### Document segment
__________

Sciencemadness Discussion Board - Isopropyl iodide attempt

Isopropyl iodide attempt

arkoma - 31-8-2016 at 15:00

Last evening being bored, I put together a reaction that I hoped would give me an alkyl halide. I am hindered by no regular net access, or even access to my literature as am still suffering from broken laptopitis.

250ml two neck RBF.
50ml isopropyl alcohol 91%
I₂ unknown qty (broke scale too) estimation about 3 to 4 gms
Aluminum 2 X 6 inch piece foil rolled into 8 little balls
Refluxed for about an hour. No obvious reaction. Well, I turnt the heat off, but left the condenser water on and went to bed. Today at noon, I looked at my flask and have this pretty light yellow solution. No visible in left and it smells different. Some evidence of reacted aluminum. Using my cuzzins fone, Google isopropyl iodide. Doesn't seem a match. Anyone got a clue?

[Edited on 8-31-2016 by arkoma]

[zts16: changed title for clarity]

[Edited on 9-1-2016 by zts16]

Melgar - 31-8-2016 at 16:20

You probably have http://en.wikipedia.org/wiki/Aluminum_isopropoxide and a bunch of aluminum oxy/hydroxy halides. The yellow is just the elemental iodine that's still in solution. Iodine reacts with aluminum to expose the metal surface, but this would have taken quite a long time because the water in the alcohol would have just oxidized it again. Eventually, the water content would get low enough that the less-reactive isopropyl alcohol could start reacting.

Aluminum isopropoxide is actually a pretty interesting substance. It will set up an equilibrium between the alcohols and the ketones in a solution. So you can oxidize a secondary alcohol to a ketone by dissolving it in a molar excess of acetone, then using the aluminum isopropoxide to establish the equilibrium, which in the process reduces acetone to isopropyl alcohol. The reverse works too; using isopropyl alcohol as a solvent reduces ketones in solution to secondary alcohols. This reaction is also useful, because of how selective it is. Only secondary alcohols and ketones are affected.

Texium - 31-8-2016 at 16:26

I see you're following the ChemPlayer method for ethyl or methyl iodide but with isopropanol instead. While this works for those alcohols, with isopropanol being a secondary alcohol, you could expect it to react differently, if at all. I don't really know though, as this procedure has not been tested on any other alcohols as far as I know. If you just want to make an alkyl halide and it doesn't have to be isopropyl iodide, maybe try making ethyl iodide or methyl iodide instead.

arkoma - 31-8-2016 at 20:35

I knew I seen the iodine/aluminum reaction somewhere. I have broken three laptops in the last year. ATM I just can't spare $65 for ANOTHER 17.3" LCD. Hopefully soon. But it was still fun to actually ATTEMPT some chemistry besides *ahem* ethanol production.

chemplayer... - 3-9-2016 at 05:54

Trying this reaction for IPA is a good idea, but as has been said, no guarantees!

__________

### Objective
Reproduce the passage of the isopropyl iodide thread from "arkoma - 31-8-2016 at 15:00" up to and including "got a clue?".

(Dataset items)
__________

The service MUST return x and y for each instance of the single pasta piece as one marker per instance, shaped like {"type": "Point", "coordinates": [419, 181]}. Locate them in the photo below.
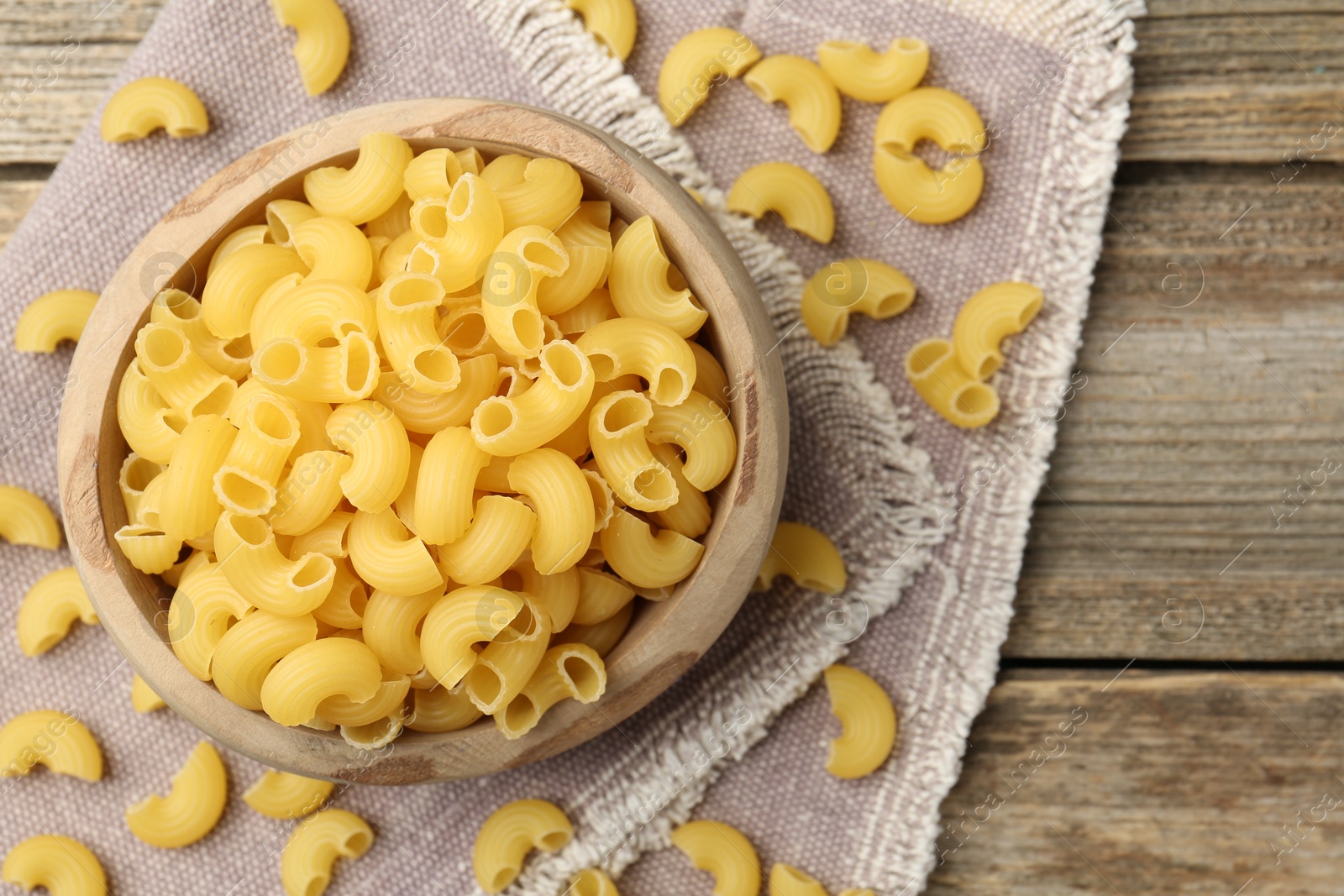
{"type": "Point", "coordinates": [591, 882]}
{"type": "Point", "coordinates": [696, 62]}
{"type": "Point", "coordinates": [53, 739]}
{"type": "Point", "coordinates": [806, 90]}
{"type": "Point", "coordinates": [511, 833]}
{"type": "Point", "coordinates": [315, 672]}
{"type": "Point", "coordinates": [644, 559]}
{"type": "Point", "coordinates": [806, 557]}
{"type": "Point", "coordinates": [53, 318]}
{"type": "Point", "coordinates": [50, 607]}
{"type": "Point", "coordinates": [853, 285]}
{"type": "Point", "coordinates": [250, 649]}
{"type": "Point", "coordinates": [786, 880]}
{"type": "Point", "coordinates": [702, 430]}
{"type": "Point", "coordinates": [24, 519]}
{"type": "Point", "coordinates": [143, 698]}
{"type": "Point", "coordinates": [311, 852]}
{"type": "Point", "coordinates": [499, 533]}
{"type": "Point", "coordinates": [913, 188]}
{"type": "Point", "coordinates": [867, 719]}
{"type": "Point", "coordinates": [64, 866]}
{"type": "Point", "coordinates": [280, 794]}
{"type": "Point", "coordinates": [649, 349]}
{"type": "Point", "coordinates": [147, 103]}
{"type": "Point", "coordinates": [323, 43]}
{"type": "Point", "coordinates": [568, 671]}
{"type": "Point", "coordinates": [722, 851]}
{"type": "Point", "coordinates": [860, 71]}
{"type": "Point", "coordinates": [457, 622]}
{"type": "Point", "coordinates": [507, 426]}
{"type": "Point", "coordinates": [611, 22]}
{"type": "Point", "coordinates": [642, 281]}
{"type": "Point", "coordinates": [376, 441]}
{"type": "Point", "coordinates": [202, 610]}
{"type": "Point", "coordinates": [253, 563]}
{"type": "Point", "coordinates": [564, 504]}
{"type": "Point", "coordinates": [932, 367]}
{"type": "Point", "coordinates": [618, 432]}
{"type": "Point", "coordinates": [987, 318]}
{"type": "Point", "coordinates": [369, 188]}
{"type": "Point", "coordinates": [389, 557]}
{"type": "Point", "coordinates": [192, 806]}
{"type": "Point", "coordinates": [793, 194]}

__________

### Finished exercise
arkoma - 31-8-2016 at 15:00

Last evening being bored, I put together a reaction that I hoped would give me an alkyl halide. I am hindered by no regular net access, or even access to my literature as am still suffering from broken laptopitis.

250ml two neck RBF.
50ml isopropyl alcohol 91%
I₂ unknown qty (broke scale too) estimation about 3 to 4 gms
Aluminum 2 X 6 inch piece foil rolled into 8 little balls
Refluxed for about an hour. No obvious reaction. Well, I turnt the heat off, but left the condenser water on and went to bed. Today at noon, I looked at my flask and have this pretty light yellow solution. No visible in left and it smells different. Some evidence of reacted aluminum. Using my cuzzins fone, Google isopropyl iodide. Doesn't seem a match. Anyone got a clue?